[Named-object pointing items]
++++++
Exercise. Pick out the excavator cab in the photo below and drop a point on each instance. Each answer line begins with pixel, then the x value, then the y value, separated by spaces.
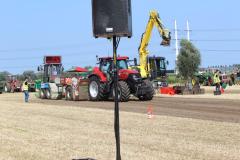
pixel 166 38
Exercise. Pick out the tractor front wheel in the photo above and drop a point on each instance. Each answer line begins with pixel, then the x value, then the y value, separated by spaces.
pixel 69 94
pixel 149 95
pixel 96 90
pixel 123 91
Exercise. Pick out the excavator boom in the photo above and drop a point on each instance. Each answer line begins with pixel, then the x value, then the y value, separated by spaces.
pixel 154 20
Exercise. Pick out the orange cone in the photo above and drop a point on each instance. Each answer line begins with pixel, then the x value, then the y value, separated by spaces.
pixel 150 112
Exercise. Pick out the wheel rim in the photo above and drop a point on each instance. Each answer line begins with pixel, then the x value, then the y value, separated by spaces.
pixel 93 89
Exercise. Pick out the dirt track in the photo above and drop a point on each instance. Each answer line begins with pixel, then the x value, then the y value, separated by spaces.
pixel 206 109
pixel 47 129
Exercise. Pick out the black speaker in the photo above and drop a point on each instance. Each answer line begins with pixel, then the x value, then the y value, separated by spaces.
pixel 112 18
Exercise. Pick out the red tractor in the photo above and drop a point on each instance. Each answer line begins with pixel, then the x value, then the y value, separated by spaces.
pixel 130 81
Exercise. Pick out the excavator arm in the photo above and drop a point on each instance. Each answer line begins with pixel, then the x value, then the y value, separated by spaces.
pixel 154 20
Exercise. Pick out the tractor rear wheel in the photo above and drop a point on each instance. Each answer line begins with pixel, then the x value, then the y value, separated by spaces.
pixel 42 94
pixel 96 90
pixel 69 94
pixel 123 91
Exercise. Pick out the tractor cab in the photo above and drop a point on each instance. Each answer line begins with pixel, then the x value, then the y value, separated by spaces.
pixel 129 81
pixel 106 66
pixel 52 68
pixel 158 65
pixel 51 86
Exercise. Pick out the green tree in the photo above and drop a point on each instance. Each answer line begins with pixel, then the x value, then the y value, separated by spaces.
pixel 189 60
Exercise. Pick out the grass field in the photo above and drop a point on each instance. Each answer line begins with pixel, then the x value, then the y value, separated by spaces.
pixel 45 132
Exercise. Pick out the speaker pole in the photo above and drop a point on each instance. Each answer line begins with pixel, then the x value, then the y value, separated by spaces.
pixel 116 101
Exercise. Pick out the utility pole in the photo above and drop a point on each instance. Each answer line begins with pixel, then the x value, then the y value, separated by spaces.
pixel 188 31
pixel 176 40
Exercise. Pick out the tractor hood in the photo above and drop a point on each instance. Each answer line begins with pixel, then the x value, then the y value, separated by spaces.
pixel 124 73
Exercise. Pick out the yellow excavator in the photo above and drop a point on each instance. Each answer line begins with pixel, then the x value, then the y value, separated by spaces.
pixel 153 67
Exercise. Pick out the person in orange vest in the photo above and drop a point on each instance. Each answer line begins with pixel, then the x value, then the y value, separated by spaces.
pixel 25 89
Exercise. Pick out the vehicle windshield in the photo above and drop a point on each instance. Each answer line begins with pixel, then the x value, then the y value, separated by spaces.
pixel 158 65
pixel 122 64
pixel 106 66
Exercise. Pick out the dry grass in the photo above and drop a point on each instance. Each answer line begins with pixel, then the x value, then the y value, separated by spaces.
pixel 46 132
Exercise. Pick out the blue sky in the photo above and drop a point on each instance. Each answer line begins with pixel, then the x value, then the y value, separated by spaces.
pixel 31 29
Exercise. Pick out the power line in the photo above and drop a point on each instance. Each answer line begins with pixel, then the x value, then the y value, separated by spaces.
pixel 212 40
pixel 211 30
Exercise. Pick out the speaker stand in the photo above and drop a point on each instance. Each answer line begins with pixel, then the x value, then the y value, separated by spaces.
pixel 116 100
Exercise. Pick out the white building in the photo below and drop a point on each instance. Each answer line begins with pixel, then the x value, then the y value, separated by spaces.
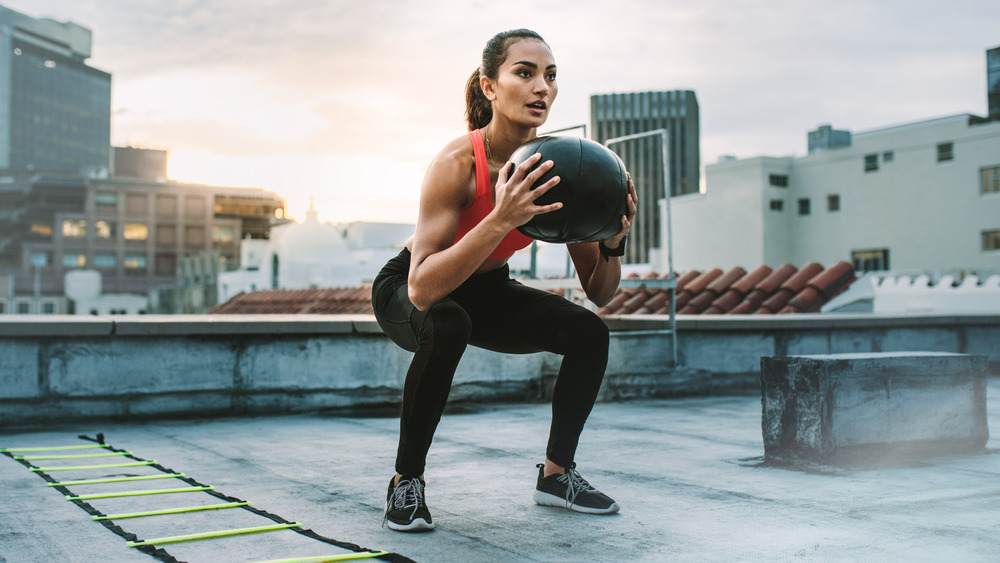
pixel 314 255
pixel 922 196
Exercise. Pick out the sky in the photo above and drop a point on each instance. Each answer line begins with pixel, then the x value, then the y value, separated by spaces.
pixel 347 101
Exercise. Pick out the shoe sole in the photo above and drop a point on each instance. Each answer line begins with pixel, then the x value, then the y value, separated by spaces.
pixel 418 525
pixel 546 499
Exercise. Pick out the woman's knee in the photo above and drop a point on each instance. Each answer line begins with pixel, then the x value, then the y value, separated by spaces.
pixel 445 323
pixel 584 329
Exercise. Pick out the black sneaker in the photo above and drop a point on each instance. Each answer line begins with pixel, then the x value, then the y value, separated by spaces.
pixel 572 491
pixel 405 509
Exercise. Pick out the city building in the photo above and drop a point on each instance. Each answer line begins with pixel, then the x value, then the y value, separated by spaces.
pixel 55 110
pixel 993 81
pixel 134 231
pixel 921 196
pixel 619 115
pixel 311 254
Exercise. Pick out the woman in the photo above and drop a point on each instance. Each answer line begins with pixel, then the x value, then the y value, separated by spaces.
pixel 450 286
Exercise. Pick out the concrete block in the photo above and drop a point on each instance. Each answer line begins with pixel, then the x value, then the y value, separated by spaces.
pixel 19 369
pixel 870 407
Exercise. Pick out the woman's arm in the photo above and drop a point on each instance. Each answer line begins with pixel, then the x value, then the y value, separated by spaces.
pixel 599 276
pixel 439 264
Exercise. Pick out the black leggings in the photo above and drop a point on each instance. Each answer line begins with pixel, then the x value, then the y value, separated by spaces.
pixel 494 312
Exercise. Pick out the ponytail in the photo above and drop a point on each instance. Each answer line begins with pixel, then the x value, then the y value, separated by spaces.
pixel 478 109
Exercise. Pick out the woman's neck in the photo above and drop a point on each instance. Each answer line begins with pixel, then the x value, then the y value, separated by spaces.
pixel 503 139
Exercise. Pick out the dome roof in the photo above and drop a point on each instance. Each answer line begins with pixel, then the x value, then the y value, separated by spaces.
pixel 309 242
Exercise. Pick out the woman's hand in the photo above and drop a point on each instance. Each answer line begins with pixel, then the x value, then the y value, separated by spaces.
pixel 515 200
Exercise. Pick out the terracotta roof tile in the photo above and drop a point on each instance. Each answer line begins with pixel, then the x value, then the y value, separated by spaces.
pixel 352 300
pixel 761 291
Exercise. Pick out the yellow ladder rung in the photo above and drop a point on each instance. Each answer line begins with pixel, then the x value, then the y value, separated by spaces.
pixel 117 479
pixel 139 493
pixel 83 467
pixel 213 535
pixel 172 511
pixel 329 558
pixel 52 449
pixel 28 457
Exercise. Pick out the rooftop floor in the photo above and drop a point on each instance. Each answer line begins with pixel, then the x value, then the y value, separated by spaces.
pixel 687 472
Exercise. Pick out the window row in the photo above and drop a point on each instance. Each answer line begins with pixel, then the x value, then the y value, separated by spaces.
pixel 945 152
pixel 194 235
pixel 805 204
pixel 138 204
pixel 133 263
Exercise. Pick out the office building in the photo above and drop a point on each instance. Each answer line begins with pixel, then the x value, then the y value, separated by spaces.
pixel 618 115
pixel 993 81
pixel 55 110
pixel 134 231
pixel 918 197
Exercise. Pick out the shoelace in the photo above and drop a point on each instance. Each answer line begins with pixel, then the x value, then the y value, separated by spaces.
pixel 575 484
pixel 406 494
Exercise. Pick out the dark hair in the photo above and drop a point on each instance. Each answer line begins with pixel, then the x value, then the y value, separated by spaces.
pixel 478 109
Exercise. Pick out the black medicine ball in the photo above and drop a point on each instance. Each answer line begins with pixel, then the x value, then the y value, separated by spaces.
pixel 593 189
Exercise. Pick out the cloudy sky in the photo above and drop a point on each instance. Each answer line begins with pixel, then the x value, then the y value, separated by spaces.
pixel 348 100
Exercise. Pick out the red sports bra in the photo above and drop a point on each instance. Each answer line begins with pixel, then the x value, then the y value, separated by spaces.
pixel 481 206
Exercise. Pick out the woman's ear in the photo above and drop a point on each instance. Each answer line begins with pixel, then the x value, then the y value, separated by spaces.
pixel 487 86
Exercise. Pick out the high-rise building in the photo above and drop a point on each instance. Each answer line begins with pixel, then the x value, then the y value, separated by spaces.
pixel 993 81
pixel 55 110
pixel 619 115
++++++
> The problem:
Copy the lines above word for word, starting at the one containing "Exercise. Pick out the terracotta" and ending at the one containing "pixel 687 472", with both of those lines included.

> The completed task:
Exercise. Pick out the terracotta roof tile in the photo above and drop a point on each instance. Each answer line begins with pixel, then the x value, then the y value, separated by spaces.
pixel 352 300
pixel 761 291
Exercise. Pick out the yellow ladder rung in the photo above and drop a point on each instance. Each answer line begins with pixel, then the x value, then the y value, separated by spaces.
pixel 117 479
pixel 139 493
pixel 83 467
pixel 213 535
pixel 172 511
pixel 329 558
pixel 52 449
pixel 28 457
Exercise. Pick out the rooftop floor in the photo above and drop a point on each instance. Each answer line begins with pixel, then the x value, then the y value, separated by spaces.
pixel 687 472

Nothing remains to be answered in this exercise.